» DOCUMENT PASSAGE
-*-*-
A recently published paper on Whole Genome Sequencing (WGS) in clinical practice acknowledges that there are challenges, but makes no explicit mention of the environmental impacts highlighted in the January 25th SHADE newsletter. It suggests that the increasing use of WGS should be seen as part of a wider "investment in precision medicine".
Two reports on Google’s first UK data centre: The first highlights its carbon free energy targets, off site heat recovery and air based cooling system and the second its tremendous significance for the UK’s ambitions for growth as a tech economy and AI leader. It is interesting to compare this with what happened in the Netherlands (see the last item in ‘what we’re listening to’ below).
What we’re listening to
The latest podcast from One World, One Health which hears how the Trinity Challenge looks to support multidisciplinary research teams with ideas to combat AMR, and how the focus is on making use of community data - including data on animals and the environment - from the Global South.
An episode on Sustainability in Medical Education from the Medical Educatalks series.
From Code to Climate with Adrian Cockcroft from the UnLearn podcast
From Latitude Media, how AI is part of the clean energy solution.
Dutch satirical program Zondag mit Luback shows what has happened in the Netherlands around energy production and data centres. This was featured in a news item on the Politics of Data Centres from the Green Web Foundation.
What we’re reading
The 2023 XDI Global Hospital Infrastructure Physical Climate Risk report from the Cross Dependency Initiative assesses physical climate risk for over 200,000 hospitals around the world.
A comprehensive look at the environmental impacts of a digital health and well-being service in elderly living schemes from Raphael Tarpani and SHADE’s own Alejandro Gallego-Schmid.
This paper examining where AI fits in in addressing Antimicrobial resistance (AMR).
Building a Sustainable ICT Ecosystem, a report from the Information and Communications Technology Council (ICTC), a Canadian think tank, puts forward strategies and best practices for ICT designers, developers and adopters to reduce environmental harm in a digital world.
Relational footprinting as a alternative way round the impasse in quantifying the carbon footprint of ICT.
This paper on e-waste provides useful context on the challenges and opportunities in the management of e-waste.
-*-*-
Referring expression pointing data:
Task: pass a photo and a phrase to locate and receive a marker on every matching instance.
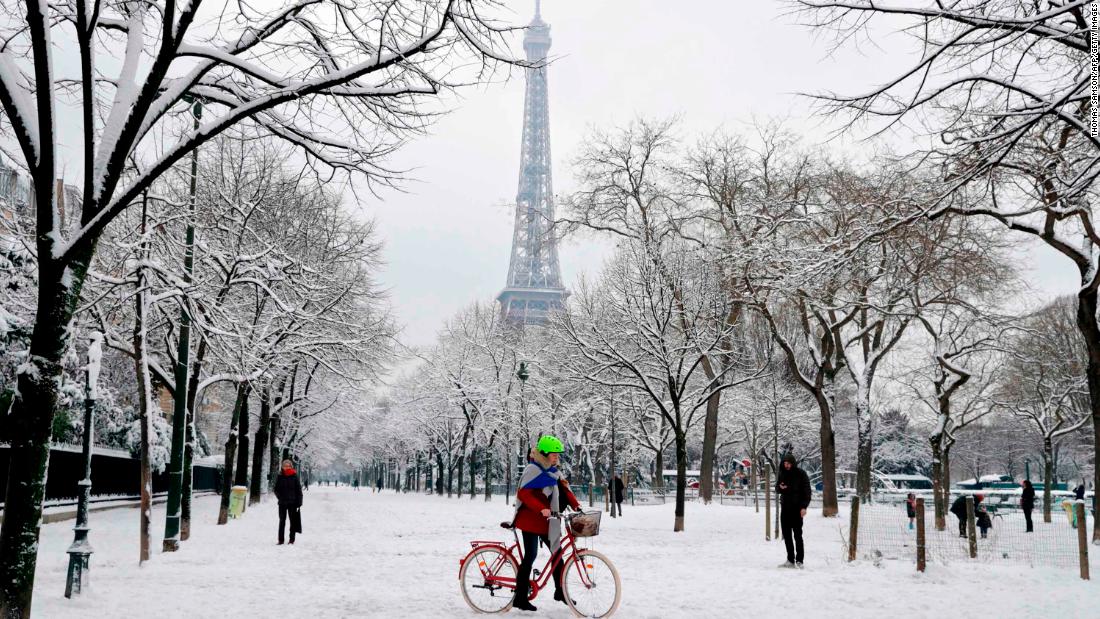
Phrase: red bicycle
(590, 582)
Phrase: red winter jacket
(529, 518)
(532, 501)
-*-*-
Return to the newsletter on digital health and sustainability and continue it past its final item.

“When people and ecologies meet technical systems there will always be unintended consequences” - a piece on how Data and Society’s AIM Lab is working out how to assess algorithmic systems from Tamara Kneese. It includes a call for potential partners to get in touch.
SHARE-ENV is an open access database that enables a better understanding of the relationship between the environment and wellbeing.
The UK government’s progress and plans for regulating medical devices, including software as a medical device (SaMD) and AI as a medical device (AIaMD), are summarised in this timeline.
The Global AI Ethics and Governance Observatory launched on February 5th.
Check out these visualisations of the energy transition from Electricity Maps.
Events
Standards for Official Statistics on Climate Health Interactions - a free online event to share details on the ongoing 4 year project. 2 to 3pm GMT February 12th.
On Valentine’s Day, from the UK Health Alliance on Climate Change, a free event on fossil fuels, energy and the climate - 1 to 2pm GMT February 14th.
If you are in Oxford on Thursdays at 5pm this month, you can sign up for one of the Green Templeton lectures on Planetary Health. Speakers include Kate Raworth and Jojo Mehta.
Opportunities
Applications for the 2024 European Sustainable Healthcare Awards are now open - deadline is March 15th.
Wellcome Climate Impacts Awards - find out more and register for the February 12th webinar.
Call for contributions to an ECREA Book on AI Infrastructure and Sustainability - deadline 29th February.
There is still time to submit abstracts for the What Works Climate Solutions summit - deadline is February 15th.
And finally a tip on Saving (for) the Planet from Project Drawdown: Move your savings to a Green Bank to stop them funding fossil industries.